Pour le coup, ça ne change pas des précédents opus, mais heureusement, il y a quelques nouveautés, comme la possibilité de contrôler des drones de cargaison, de larges robots volants qui peuvent donc être enfourchés pour élever l'Agent dans les airs et ainsi atteindre des endroits normalement impossibles, ou du moins difficiles d'accès. Car oui, il faut tout de même régulièrement effectuer les objectifs soi-même, en intervenant manuellement sur des ordinateurs ou serveurs, et les drones de cargaison sont ici bien pratiques. Toujours pour rester discret, les Agents disposent d'armes à impulsion électrique non létale, c'est silencieux et efficace avec un tir dans la tête, mais quand les choses dégénèrent, mieux vaut avoir une seconde arme plus efficace sous la main, à équiper avant d'entrer dans une zone interdite via le menu, car une fois en mission, impossible de piquer celles des ennemis abattus.
Et là, eh bien, Watch Dogs Legion devient un shooter à la troisième personne classique, le joueur se cachant derrière des obstacles pour éviter les tirs ennemis, vise et vide son chargeur sur ses opposants, et ainsi de suite au fil des salles. Le smartphone, évidemment toujours de la partie, permet quant à lui d'une simple pression de distraire les ennemis, bloquer quelques secondes les drones ou encore activer des pièges, qui exploseront dès qu'un ennemi passera à côté. Si vous avez déjà joué à un Watch Dogs, pas de surprise en vue de ce côté-là, les gunfights ne sont pas très passionnants, la faute surtout à une absence totale de feeling des armes, qui manquent de punch. Et la rigidité du personnage dans les endroits confinés n'aide pas non plus. Cependant, là où le titre innove, c'est avec son système de combat au corps à corps, ici plus dynamique grâce à des coups classiques, des brise-gardes, des esquives et des contre-attaques qui demandent un peu de réflexes. Dans tous les cas, la santé de l'Agent n'est pas bien grande, quelques balles suffisent à le rendre indisponible pendant une heure (réelle), sauf si le mode Mort Permanente est activé. Là, comme dans la vraie vie, la mort est définitive, vous n'avez plus qu'à recruter un Agent similaire pour compenser.

- ITEMS ENREGISTRÉS
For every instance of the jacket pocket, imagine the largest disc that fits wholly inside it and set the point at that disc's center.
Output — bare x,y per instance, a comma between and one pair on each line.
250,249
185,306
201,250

- CONSIGNE
Énumérez les composantes du système de combat au corps à corps que mentionne le texte sur Watch Dogs Legion. Les items ne jouent ici aucun rôle.

- RÉPONSE ATTENDUE
- des coups classiques
- des brise-gardes
- des esquives
- des contre-attaques